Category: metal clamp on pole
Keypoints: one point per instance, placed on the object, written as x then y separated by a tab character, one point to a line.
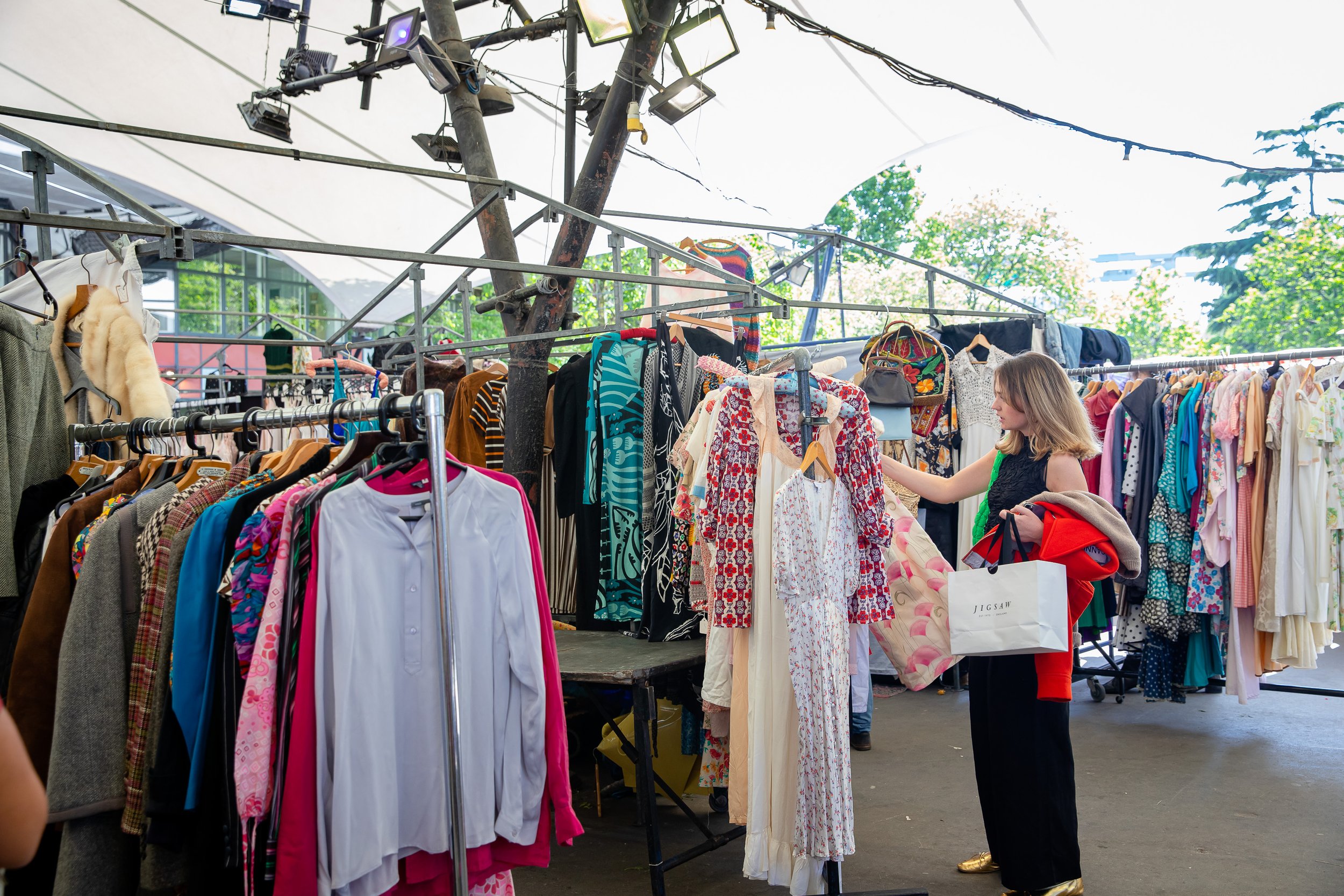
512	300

---

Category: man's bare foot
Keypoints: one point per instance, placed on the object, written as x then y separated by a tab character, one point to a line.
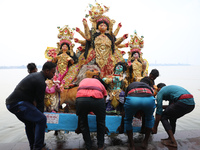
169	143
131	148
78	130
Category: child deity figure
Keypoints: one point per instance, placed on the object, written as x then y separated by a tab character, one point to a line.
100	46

---

EXERCISE AIM. Among the lines above, return those that hold the word "Category".

RESPONSE BOX.
Category: metal clamp on pole
Category: man's bare foot
Category: child deity figure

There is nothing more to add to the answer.